## Set task
Reproduce word for word the portion of the kernel bug thread below, starting at "So I installed kernel 2.6.38. That" and ending at "kernelerrlog-2.6.38 (15.93 kB)".

## Passage
"""

2011-03-17 09:48:47

by Knut Petersen

[permalink] [raw]
Subject: [BUG][2.6.38] IRQ Lock Inversion / i915 fails

Hi everybody!

Well, I updated my test partition to opensuse 11.4.

The opensuse standard kernel is unusable for me, booting hangs
most of the time, the same is true for shutdown. If booting succeeds the
system will fail after a short time of usage.

So I installed kernel 2.6.38. That helped a lot ... for a few minutes.

A possible irq lock inversion is detected during boot, after a short time
X fails, restarting the X server does not work, a reboot is necessary.

Attached find lspci output, kernel config and kernel debug messages.

cu,
Knut


Attachments:
kernelerrlog-2.6.38 (15.93 kB)
config-2.6.38 (64.12 kB)
lspci (25.00 B)
Download all attachments

2011-03-17 09:47:46

by Knut Petersen

[permalink] [raw]
Subject: Re: [BUG][2.6.38] IRQ Lock Inversion / i915 fails

Hi everyody!

lscpi output was missing ...

cu,
Knut


Attachments:
lspci (2.18 kB)

2011-03-17 16:56:41

by Linus Torvalds

[permalink] [raw]
Subject: Re: [BUG][2.6.38] IRQ Lock Inversion / i915 fails

On Thu, Mar 17, 2011 at 2:40 AM, Knut Petersen
<[email protected]> wrote:
>
> Well, I updated my test partition to opensuse 11.4.
>
> The opensuse standard kernel is unusable for me, booting hangs
> most of the time, the same is true for shutdown. If booting succeeds the
> system will fail after a short time of usage.
>
> So I installed kernel 2.6.38. ?That helped a lot ... for a few minutes.
>
> A possible irq lock inversion is detected during boot, after a short time
> X fails, restarting the X server does not work, a reboot is necessary.

"""

## Stored records
"""

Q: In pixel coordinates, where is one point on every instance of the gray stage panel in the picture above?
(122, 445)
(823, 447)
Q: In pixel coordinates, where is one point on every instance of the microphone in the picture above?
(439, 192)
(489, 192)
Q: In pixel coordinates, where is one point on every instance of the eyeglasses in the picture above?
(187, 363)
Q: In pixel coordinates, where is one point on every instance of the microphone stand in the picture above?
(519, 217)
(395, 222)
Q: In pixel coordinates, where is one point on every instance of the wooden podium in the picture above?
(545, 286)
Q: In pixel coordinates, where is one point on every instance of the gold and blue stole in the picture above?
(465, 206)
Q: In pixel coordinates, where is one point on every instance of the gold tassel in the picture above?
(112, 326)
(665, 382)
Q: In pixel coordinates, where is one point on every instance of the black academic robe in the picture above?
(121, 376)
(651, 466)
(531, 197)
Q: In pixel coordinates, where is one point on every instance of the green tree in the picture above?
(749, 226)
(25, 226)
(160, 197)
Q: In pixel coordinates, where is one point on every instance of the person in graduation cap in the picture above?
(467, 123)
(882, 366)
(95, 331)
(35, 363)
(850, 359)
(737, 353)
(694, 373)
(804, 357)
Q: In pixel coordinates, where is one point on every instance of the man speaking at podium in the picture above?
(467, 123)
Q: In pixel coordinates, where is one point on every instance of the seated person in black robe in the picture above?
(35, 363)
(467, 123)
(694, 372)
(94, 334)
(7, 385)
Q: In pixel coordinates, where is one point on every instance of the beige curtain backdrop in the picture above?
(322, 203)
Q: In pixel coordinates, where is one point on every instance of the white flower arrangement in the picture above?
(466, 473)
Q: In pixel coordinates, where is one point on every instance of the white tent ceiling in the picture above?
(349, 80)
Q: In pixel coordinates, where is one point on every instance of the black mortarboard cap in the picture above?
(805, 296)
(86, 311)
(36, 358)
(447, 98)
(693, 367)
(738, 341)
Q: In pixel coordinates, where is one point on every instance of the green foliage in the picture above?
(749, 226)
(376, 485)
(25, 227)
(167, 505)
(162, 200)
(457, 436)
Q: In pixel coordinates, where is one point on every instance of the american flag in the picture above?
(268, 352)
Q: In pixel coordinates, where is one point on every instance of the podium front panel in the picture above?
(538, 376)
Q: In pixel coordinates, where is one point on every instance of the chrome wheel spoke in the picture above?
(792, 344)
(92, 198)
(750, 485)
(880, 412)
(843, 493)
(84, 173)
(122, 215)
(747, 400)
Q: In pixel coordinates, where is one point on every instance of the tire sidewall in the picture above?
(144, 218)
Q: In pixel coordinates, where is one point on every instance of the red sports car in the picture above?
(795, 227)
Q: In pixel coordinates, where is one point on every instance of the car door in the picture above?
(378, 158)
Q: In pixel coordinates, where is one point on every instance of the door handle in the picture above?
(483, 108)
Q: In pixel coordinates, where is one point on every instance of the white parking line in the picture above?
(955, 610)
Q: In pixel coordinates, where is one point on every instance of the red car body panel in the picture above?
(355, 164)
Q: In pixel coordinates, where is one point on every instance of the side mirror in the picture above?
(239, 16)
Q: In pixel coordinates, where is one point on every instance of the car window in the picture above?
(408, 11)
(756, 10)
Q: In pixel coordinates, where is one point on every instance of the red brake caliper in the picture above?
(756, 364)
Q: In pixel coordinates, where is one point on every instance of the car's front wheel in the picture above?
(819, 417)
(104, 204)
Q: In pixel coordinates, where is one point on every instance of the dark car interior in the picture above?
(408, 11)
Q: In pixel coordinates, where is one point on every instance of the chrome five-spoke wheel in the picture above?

"""

## Task response
So I installed kernel 2.6.38. That helped a lot ... for a few minutes.

A possible irq lock inversion is detected during boot, after a short time
X fails, restarting the X server does not work, a reboot is necessary.

Attached find lspci output, kernel config and kernel debug messages.

cu,
Knut


Attachments:
kernelerrlog-2.6.38 (15.93 kB)